Photo-based referring expression data
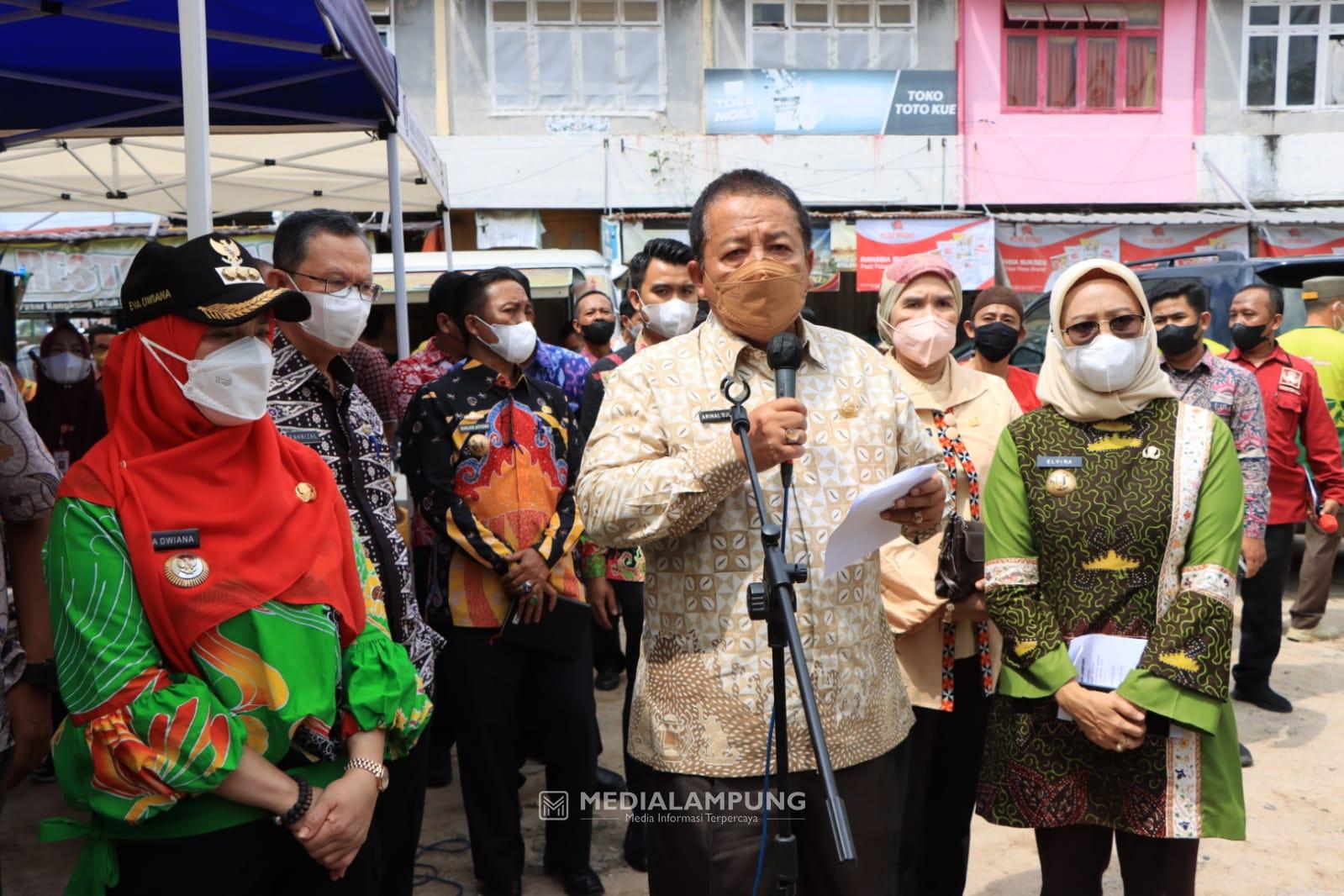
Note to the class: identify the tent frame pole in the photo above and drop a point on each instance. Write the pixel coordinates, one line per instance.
(394, 200)
(195, 114)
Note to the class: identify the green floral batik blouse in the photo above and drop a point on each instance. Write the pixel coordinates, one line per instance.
(144, 747)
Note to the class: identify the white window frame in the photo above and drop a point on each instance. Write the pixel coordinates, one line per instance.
(385, 20)
(1321, 29)
(834, 29)
(624, 33)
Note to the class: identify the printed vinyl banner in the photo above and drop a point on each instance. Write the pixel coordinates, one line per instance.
(817, 101)
(1139, 242)
(825, 276)
(87, 277)
(1278, 240)
(1031, 254)
(965, 244)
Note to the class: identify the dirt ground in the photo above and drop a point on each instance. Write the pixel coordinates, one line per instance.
(1294, 799)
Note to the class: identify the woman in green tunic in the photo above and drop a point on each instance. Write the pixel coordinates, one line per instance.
(221, 638)
(1113, 527)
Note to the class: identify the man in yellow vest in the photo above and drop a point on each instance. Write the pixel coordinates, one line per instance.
(1321, 343)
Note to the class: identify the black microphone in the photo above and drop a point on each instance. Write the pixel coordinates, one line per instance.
(784, 355)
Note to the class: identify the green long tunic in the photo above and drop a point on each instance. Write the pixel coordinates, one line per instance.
(1140, 540)
(144, 747)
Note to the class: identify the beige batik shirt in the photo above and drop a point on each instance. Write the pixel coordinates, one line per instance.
(660, 472)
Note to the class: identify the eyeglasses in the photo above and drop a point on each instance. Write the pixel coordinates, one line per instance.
(339, 287)
(1120, 327)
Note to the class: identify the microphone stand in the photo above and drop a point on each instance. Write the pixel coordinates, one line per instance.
(774, 602)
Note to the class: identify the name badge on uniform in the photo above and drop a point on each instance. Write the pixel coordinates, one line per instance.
(175, 539)
(1056, 462)
(1290, 381)
(303, 437)
(720, 415)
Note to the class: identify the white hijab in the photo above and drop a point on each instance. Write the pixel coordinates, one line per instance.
(1058, 386)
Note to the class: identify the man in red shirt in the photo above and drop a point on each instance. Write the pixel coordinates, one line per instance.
(996, 327)
(1294, 408)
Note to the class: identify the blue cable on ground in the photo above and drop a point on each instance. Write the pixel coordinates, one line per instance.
(765, 805)
(428, 873)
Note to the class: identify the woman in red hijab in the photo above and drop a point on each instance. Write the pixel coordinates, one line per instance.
(221, 635)
(67, 408)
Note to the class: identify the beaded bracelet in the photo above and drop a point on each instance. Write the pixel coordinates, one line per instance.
(301, 805)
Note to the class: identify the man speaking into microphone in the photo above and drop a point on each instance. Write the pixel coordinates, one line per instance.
(664, 471)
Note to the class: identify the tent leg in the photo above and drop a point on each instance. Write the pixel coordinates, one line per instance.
(448, 240)
(195, 113)
(394, 197)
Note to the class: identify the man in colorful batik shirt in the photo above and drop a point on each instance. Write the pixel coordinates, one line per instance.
(663, 305)
(489, 454)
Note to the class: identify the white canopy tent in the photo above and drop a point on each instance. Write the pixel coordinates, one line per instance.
(248, 173)
(96, 134)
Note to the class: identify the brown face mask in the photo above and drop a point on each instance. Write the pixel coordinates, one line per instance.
(761, 298)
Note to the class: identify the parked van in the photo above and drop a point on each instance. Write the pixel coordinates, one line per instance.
(558, 278)
(1222, 273)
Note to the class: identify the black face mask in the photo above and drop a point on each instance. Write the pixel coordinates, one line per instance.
(1178, 340)
(598, 332)
(1247, 337)
(995, 341)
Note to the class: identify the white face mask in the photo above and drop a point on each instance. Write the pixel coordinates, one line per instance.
(1108, 363)
(66, 368)
(336, 320)
(516, 341)
(671, 319)
(230, 384)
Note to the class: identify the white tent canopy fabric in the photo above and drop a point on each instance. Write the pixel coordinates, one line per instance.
(249, 173)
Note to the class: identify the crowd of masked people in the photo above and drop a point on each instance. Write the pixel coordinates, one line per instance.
(256, 668)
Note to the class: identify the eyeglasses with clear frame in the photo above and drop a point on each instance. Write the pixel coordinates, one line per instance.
(339, 287)
(1120, 327)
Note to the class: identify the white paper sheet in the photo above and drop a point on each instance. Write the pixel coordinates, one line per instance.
(1104, 660)
(863, 530)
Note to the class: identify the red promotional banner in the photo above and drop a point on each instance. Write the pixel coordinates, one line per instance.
(1140, 242)
(1278, 240)
(1032, 253)
(967, 245)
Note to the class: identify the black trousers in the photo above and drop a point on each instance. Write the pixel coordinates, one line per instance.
(714, 853)
(1262, 610)
(630, 597)
(441, 723)
(606, 648)
(938, 765)
(1073, 860)
(398, 817)
(258, 859)
(491, 687)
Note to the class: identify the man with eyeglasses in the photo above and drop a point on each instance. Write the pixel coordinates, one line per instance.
(316, 402)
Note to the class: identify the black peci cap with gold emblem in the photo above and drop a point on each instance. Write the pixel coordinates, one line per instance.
(210, 278)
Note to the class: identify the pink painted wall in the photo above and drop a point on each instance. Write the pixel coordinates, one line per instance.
(1016, 157)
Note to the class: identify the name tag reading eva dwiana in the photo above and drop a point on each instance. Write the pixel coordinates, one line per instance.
(175, 539)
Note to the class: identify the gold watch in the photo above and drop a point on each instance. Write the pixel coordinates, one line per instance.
(377, 770)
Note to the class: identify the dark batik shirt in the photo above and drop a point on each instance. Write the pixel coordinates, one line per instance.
(348, 435)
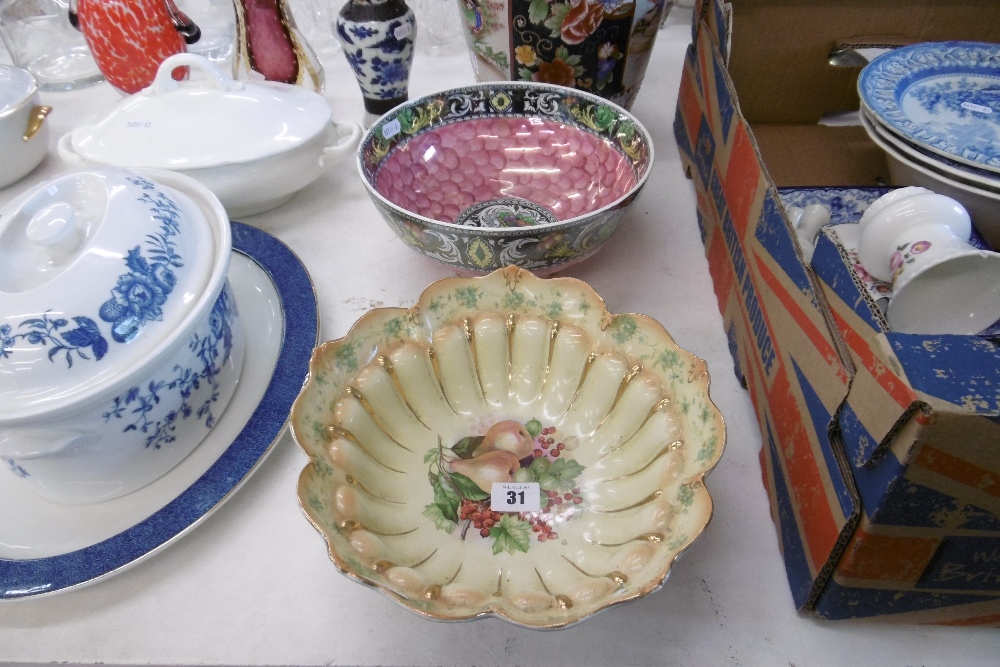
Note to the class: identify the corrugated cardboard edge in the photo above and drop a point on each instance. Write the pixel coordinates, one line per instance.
(709, 30)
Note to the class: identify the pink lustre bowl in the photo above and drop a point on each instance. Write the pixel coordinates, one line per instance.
(524, 174)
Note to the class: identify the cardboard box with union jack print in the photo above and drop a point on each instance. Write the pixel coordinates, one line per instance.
(881, 450)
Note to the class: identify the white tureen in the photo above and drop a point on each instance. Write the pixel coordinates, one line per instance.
(120, 344)
(252, 144)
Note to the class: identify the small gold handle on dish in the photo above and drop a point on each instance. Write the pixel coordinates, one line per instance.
(35, 121)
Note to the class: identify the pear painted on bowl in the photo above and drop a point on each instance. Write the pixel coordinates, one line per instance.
(509, 436)
(487, 468)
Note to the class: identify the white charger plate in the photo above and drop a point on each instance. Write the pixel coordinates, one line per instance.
(47, 547)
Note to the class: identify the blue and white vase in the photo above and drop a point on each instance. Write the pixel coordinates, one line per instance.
(377, 37)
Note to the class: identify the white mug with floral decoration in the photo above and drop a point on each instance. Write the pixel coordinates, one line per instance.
(941, 284)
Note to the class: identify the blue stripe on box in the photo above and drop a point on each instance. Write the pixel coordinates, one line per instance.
(775, 235)
(820, 418)
(680, 135)
(963, 370)
(889, 499)
(964, 563)
(724, 99)
(792, 549)
(858, 443)
(842, 602)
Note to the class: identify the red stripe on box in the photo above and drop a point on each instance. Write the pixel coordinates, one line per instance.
(806, 481)
(963, 472)
(886, 557)
(690, 106)
(705, 54)
(896, 388)
(816, 337)
(742, 178)
(720, 268)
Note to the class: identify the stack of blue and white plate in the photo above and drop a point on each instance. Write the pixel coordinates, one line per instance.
(934, 108)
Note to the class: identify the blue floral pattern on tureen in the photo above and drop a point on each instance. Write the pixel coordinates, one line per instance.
(944, 96)
(136, 299)
(137, 407)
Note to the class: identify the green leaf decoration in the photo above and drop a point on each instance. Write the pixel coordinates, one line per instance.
(445, 497)
(466, 446)
(538, 11)
(435, 513)
(467, 488)
(511, 534)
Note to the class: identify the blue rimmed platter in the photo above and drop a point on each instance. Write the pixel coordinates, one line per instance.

REQUIRED ACTION:
Could every record be given again exactly, with its pictures left out?

TASK RESULT:
Note to the class: identify the tent frame pole in the photo above and drop a point on each instance. Write the pixel coordinates, one line per instance.
(394, 200)
(195, 114)
Note to the class: identify the green floral batik blouse in the photo above and drop a point on each instance. Write the pixel coordinates, one line per instance.
(144, 747)
Note to the class: identify the white window frame in the photo above and drop a point on each instance. Write the pixel coordinates, one line per instance.
(385, 20)
(1321, 29)
(834, 29)
(624, 33)
Note to the class: identify the printed vinyl banner in the photo above and drop a point on each instance. Write the pixel coordinates, one line per instance.
(817, 101)
(1139, 242)
(825, 276)
(87, 277)
(1278, 240)
(1031, 254)
(965, 244)
Note to the class: identify the dirt ground in the photo above and drop a point on each instance. Write the pixel coordinates, one line per instance.
(1294, 799)
Note to the class: identify the woman in green tunic in the photo above and drop a point on each instance. Write the pixel coordinates, one line per instance.
(221, 638)
(1113, 527)
Note to the class: identify the man in yellow vest in the photo above and drop a point on each instance. Write the pixel coordinates, one line per instance.
(1321, 343)
Note to the class: identify the black microphone in the photo above and drop a point on each instance. Write the pixel coordinates, one line per instance.
(784, 355)
Note to the class: identify the green long tunic in the photo above and drop a point on each instance. Write the pixel coordinates, one line per instance.
(1140, 540)
(144, 747)
Note to the class: identify the beige batik shirt in the photo above and drop a point on each instance. Write the pixel coordinates, one line per instance.
(660, 472)
Note to the class: identify the eyeglasses in the photo above and drop a point on each instance. Write the pixel coordinates, one line per instance.
(339, 287)
(1120, 327)
Note to the class: identify the microphone stand in the photo above and drop a point on each instance. Write the pixel coordinates, one line per instance.
(774, 602)
Note to the class: identify the name badge on uniform in the photo above and drop a point on each instance. Write the pixel coordinates, one line per instance.
(175, 539)
(1056, 462)
(1290, 381)
(303, 437)
(720, 415)
Note to the class: identify the white hijab in the photo above and drop a point on each instance. Write the pixel coordinates, one line per instance.
(1058, 386)
Note to the class: identify the man in red shirt in the photo above and drop a point on each instance. Write the pixel coordinates, one line per instance.
(996, 327)
(1294, 408)
Note to the class: identify the blue cable on ground in the photo above and drop a point on each instance. Write the pixel coordinates, one line per instance.
(765, 805)
(428, 873)
Note to the class: identify the woman in red hijab in the photo above and drop a point on each instance. Write the pixel coordinates, one line per instance.
(221, 635)
(67, 408)
Note to the class: identify the beaded bracelet in the photo above and drop a point on each instance. Write the pixel coordinates, one line per instance.
(301, 805)
Note to the class: identify the man speaking into microphone in the photo above and drop a point on each instance. Write the pixel coordinates, one line per instance.
(664, 471)
Note to the class: identify the tent leg in the photo above and drop a point on each instance. Write the pixel coordinates, one line per instance.
(448, 240)
(195, 113)
(394, 197)
Note to the class: identify the man in colorful batik shirt in the photo above and drop a point on each instance. Write the pixel coordinates, one line per instance.
(663, 305)
(489, 454)
Note to the class: identify the white canopy tent in the photo above and drop a point on each instance. Write the pixel coordinates, one line per instance.
(248, 173)
(96, 134)
Note to the class: identify the brown face mask in the photo above and drop a point on each instance. Write the pixel coordinates, one line per instance.
(761, 298)
Note to the class: identify the parked van in the photo above and drop a point on each instance. Write the pixel coordinates, one line per instance.
(558, 278)
(1222, 273)
Note to the class: identify the black face mask in the photo above and drop a point on each instance. Write the pixel coordinates, one line per instance.
(1178, 340)
(598, 332)
(1247, 337)
(995, 341)
Note to the class: identify the white face mask in the photo above and drop a point on each instance. Write the pixel coordinates, one line per instance.
(1108, 363)
(66, 368)
(336, 320)
(516, 341)
(671, 319)
(230, 384)
Note to the class: identify the white tent canopy fabric in the photo above and drop a point on each instance. Write the pixel coordinates, one line per instance.
(249, 173)
Note to the class: identify the crowd of masked people in the photo above and drop a point on each instance. Write the pixel coordinates, one line per instance.
(256, 668)
Note to the class: identify the eyeglasses with clear frame in the photo above and drop a point on each instance. Write the pixel coordinates, one line per instance.
(339, 287)
(1120, 327)
Note to the class: identify the white paper sheet in the photo above and drop a point on each instance. Write the pixel coordinates, one line per instance.
(1104, 660)
(863, 530)
Note to the class: identify the red promotional banner in the photo above and drop a point on each instance. Write the pixel coordinates, one line per instance.
(1140, 242)
(1278, 240)
(1032, 253)
(967, 245)
Note to the class: identify the black trousers in the photo above and drop a point on each instance. Write the pixel coordinates, one line per instance.
(714, 853)
(1262, 610)
(630, 597)
(441, 723)
(606, 648)
(938, 765)
(1073, 860)
(398, 817)
(258, 859)
(491, 687)
Note to the class: identify the man with eyeglasses in the photo above and drop a point on each instance. Write the pixel coordinates, one line per instance.
(316, 402)
Note to the class: identify the black peci cap with gold emblem in the photo above and drop a point on each instance. Write the pixel coordinates, one line per instance.
(210, 278)
Note to the class: identify the pink painted wall in the photo above and drop a point on each instance. Write the pixel coordinates, one line per instance.
(1016, 157)
Note to the class: identify the name tag reading eva dwiana in the photo above and drop a point on each instance. Write the pixel coordinates, one line per instance.
(175, 539)
Note to the class: identify the gold watch in the photo above and drop a point on each instance. Write the pixel coordinates, one line per instance.
(377, 770)
Note to the class: identify the dark batik shirt in the photo above and drop a point on each instance. Write the pixel coordinates, one line per instance.
(348, 435)
Note to the class: identify the corrugated cardboard edge in the photo above and drop a point on each instance. Write the pixel coordinates, one line per instance.
(709, 30)
Note to the class: identify the pink lustre bowl in the photo above and drop a point on each instance. Write the pixel coordinates, one line per instance.
(524, 174)
Note to the class: identify the cardboard box with union jack print in the photo above and drop a point on each instance. Write the pixel coordinates, one line per instance.
(881, 450)
Note to the class: identify the white tureen in the photo above and drop a point on each instance. Write the pixel coordinates, one line per instance.
(120, 344)
(252, 144)
Note to the class: identify the small gold handle on dish in the photo above and drop a point on each instance. Write the pixel coordinates, one line per instance.
(35, 121)
Note to the class: identify the pear painted on bowl in the photo above and drop a point on each instance. Write the pixel coordinates, one line per instance.
(509, 436)
(487, 468)
Note to the class: identify the white charger plate in the photo above and drop a point on each instance. Write the pixel coordinates, one line per instance.
(47, 547)
Note to the class: identify the blue and white vase in the photo above and drop a point on each instance. Write the pixel coordinates, one line per instance.
(377, 37)
Note to the class: identify the white mug with floral decoration in the photo above and drop a point on each instance. Write the pixel coordinates, one line per instance.
(941, 284)
Note to the class: identify the blue stripe on box in the photo above and drop a point on each instance. Write the pixel coordinates, one line per instance.
(775, 235)
(820, 418)
(680, 135)
(963, 370)
(889, 499)
(964, 563)
(724, 99)
(792, 549)
(858, 443)
(842, 602)
Note to the class: identify the red stripe on box in the photo above and drop a point on each instance. Write the pixel coordinates, one line per instance.
(806, 481)
(963, 472)
(886, 557)
(690, 106)
(705, 54)
(896, 388)
(816, 337)
(742, 178)
(720, 268)
Note to the class: identify the stack of blue and white plate in the photo above and drop a point on each instance. Write the pixel coordinates, one line per instance.
(934, 108)
Note to the class: identify the blue floral pattern on tureen in the photo above and drop a point on each instance. Write the pixel coordinates, one line per instance.
(944, 96)
(136, 299)
(137, 407)
Note to the class: identify the green leaf decoration in the photo above and drop a point on each instance. Write the pixel coordinates, one line per instance.
(445, 497)
(466, 446)
(538, 11)
(435, 513)
(467, 488)
(511, 534)
Note to the class: identify the blue rimmed platter in the photo above and drop a point on each instance. Write the pixel coordinates, one line per instance.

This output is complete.